• **GOAL**: Are you able to quote each entry exactly as written?

Records from a dataset:

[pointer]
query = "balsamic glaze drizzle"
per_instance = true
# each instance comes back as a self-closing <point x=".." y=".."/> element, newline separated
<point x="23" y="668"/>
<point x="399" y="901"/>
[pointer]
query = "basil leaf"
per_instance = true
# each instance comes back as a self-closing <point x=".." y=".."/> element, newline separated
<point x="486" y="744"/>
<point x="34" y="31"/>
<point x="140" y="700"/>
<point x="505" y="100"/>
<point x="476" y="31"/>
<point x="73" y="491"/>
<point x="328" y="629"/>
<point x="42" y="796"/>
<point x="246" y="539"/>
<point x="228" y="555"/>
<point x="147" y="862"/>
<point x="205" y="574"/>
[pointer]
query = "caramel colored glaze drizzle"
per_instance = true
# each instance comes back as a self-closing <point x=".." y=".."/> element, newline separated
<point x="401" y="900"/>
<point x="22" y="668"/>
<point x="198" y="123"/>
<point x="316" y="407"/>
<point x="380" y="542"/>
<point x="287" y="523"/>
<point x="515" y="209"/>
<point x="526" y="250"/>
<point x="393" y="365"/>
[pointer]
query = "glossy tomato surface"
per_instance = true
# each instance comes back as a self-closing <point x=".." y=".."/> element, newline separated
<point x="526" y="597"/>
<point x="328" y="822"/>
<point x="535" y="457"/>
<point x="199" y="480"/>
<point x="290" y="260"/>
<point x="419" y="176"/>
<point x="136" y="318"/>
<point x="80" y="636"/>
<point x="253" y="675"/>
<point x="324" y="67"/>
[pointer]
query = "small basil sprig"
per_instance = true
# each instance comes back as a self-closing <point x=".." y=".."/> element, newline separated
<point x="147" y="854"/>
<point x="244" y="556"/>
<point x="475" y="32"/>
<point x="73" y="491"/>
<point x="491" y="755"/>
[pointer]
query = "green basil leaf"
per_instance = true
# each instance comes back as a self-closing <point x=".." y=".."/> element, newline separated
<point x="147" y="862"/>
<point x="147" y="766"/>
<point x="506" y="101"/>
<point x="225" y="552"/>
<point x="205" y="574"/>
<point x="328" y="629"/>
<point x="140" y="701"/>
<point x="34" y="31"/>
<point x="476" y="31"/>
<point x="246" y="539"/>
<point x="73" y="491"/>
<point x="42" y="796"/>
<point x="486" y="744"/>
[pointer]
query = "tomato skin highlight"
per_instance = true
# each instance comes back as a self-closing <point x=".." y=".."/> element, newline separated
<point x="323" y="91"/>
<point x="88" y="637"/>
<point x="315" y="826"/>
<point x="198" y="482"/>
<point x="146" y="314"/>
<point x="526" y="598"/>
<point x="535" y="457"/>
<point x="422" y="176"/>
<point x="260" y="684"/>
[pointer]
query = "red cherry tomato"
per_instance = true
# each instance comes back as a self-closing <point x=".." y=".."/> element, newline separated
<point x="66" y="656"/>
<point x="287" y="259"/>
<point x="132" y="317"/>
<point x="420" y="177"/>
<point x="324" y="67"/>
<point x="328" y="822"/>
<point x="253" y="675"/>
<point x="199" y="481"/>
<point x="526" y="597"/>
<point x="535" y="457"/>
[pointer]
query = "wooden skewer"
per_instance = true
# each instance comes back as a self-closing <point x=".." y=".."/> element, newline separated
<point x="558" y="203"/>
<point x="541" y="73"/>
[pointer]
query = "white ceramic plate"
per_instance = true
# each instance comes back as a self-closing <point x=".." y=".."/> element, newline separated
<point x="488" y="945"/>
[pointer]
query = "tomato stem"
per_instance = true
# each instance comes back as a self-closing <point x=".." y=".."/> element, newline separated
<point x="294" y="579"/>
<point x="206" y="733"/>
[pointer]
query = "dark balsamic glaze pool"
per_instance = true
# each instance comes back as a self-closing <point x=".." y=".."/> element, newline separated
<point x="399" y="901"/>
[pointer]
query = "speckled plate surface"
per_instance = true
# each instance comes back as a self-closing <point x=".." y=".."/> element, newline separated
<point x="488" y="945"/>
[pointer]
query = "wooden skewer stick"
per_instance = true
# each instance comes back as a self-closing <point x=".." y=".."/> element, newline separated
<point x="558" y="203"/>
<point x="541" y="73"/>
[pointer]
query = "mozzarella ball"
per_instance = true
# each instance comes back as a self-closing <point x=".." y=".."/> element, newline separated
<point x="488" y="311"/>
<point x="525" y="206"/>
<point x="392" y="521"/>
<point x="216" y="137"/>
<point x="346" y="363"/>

• **IN RESPONSE**:
[pointer]
query = "balsamic glaze drizzle"
per_instance = true
# each instance comes back as a self-closing <point x=".." y=".."/> element, newline separated
<point x="23" y="668"/>
<point x="399" y="901"/>
[pointer]
query = "basil leaf"
per_instance = true
# each instance comes back as a self-closing <point x=".." y=".."/> element, newline separated
<point x="486" y="744"/>
<point x="34" y="31"/>
<point x="140" y="700"/>
<point x="505" y="100"/>
<point x="476" y="31"/>
<point x="73" y="491"/>
<point x="328" y="629"/>
<point x="42" y="796"/>
<point x="246" y="539"/>
<point x="228" y="555"/>
<point x="147" y="862"/>
<point x="205" y="574"/>
[pointer]
query = "caramel colored glaze drizzle"
per_instance = true
# each instance comes back as a self-closing <point x=".." y=".."/> element, newline separated
<point x="401" y="900"/>
<point x="22" y="668"/>
<point x="198" y="123"/>
<point x="316" y="407"/>
<point x="380" y="542"/>
<point x="287" y="523"/>
<point x="515" y="209"/>
<point x="526" y="250"/>
<point x="393" y="365"/>
[pointer]
query = "glossy tomato surface"
per_instance = true
# each instance comes back as a self-closing <point x=".." y=".."/> element, newline separated
<point x="526" y="597"/>
<point x="328" y="822"/>
<point x="535" y="457"/>
<point x="199" y="480"/>
<point x="290" y="260"/>
<point x="419" y="176"/>
<point x="136" y="318"/>
<point x="80" y="636"/>
<point x="253" y="675"/>
<point x="324" y="67"/>
[pointer]
query = "small basil sprig"
per_instance = true
# each instance comes back as a self-closing <point x=".." y=".."/> element, newline separated
<point x="147" y="854"/>
<point x="244" y="556"/>
<point x="475" y="32"/>
<point x="73" y="491"/>
<point x="491" y="755"/>
[pointer]
query = "green basil leaf"
per_instance = true
# each instance comes back as a self-closing <point x=".." y=".."/> element, newline separated
<point x="147" y="862"/>
<point x="147" y="766"/>
<point x="506" y="101"/>
<point x="225" y="552"/>
<point x="205" y="574"/>
<point x="328" y="629"/>
<point x="140" y="701"/>
<point x="34" y="31"/>
<point x="476" y="31"/>
<point x="246" y="539"/>
<point x="73" y="491"/>
<point x="42" y="796"/>
<point x="486" y="744"/>
[pointer]
query = "tomato skin highlight"
per_instance = true
# each instance comes back as a self-closing <point x=".." y=".."/> element, newline separated
<point x="323" y="91"/>
<point x="88" y="637"/>
<point x="315" y="826"/>
<point x="198" y="482"/>
<point x="146" y="314"/>
<point x="526" y="598"/>
<point x="535" y="457"/>
<point x="422" y="176"/>
<point x="260" y="684"/>
[pointer]
query = "red cherry tomato"
per_instance = true
# each instance comes back as a self-closing <point x=".." y=".."/> element, newline separated
<point x="66" y="656"/>
<point x="287" y="259"/>
<point x="132" y="317"/>
<point x="420" y="177"/>
<point x="324" y="67"/>
<point x="328" y="822"/>
<point x="253" y="675"/>
<point x="199" y="481"/>
<point x="526" y="597"/>
<point x="535" y="457"/>
[pointer]
query = "wooden skewer"
per_instance = true
# each instance comes back as a self-closing <point x=".." y=".."/> element, newline separated
<point x="558" y="203"/>
<point x="541" y="73"/>
[pointer]
query = "white ceramic plate"
per_instance = true
# each instance comes back as a self-closing <point x=".." y=".."/> element, newline separated
<point x="488" y="945"/>
[pointer]
query = "tomato stem"
per_instance = true
# each instance comes back as a self-closing <point x=".." y=".."/> element, newline separated
<point x="294" y="579"/>
<point x="206" y="733"/>
[pointer]
query = "dark balsamic glaze pool"
per_instance = true
# each instance comes back as a self-closing <point x=".." y=".."/> element, newline separated
<point x="399" y="901"/>
[pointer]
query = "speckled plate surface"
per_instance = true
# each instance comes back as a self-closing <point x=".." y=".."/> element, newline separated
<point x="488" y="945"/>
[pointer]
query = "wooden skewer stick"
per_instance = true
# each instance comes back as a self-closing <point x=".." y=".."/> element, newline separated
<point x="558" y="203"/>
<point x="541" y="73"/>
[pointer]
query = "mozzarella ball"
per_instance = true
# each instance comes back as a self-closing <point x=".." y=".."/> element, newline separated
<point x="488" y="311"/>
<point x="525" y="206"/>
<point x="392" y="521"/>
<point x="216" y="137"/>
<point x="346" y="363"/>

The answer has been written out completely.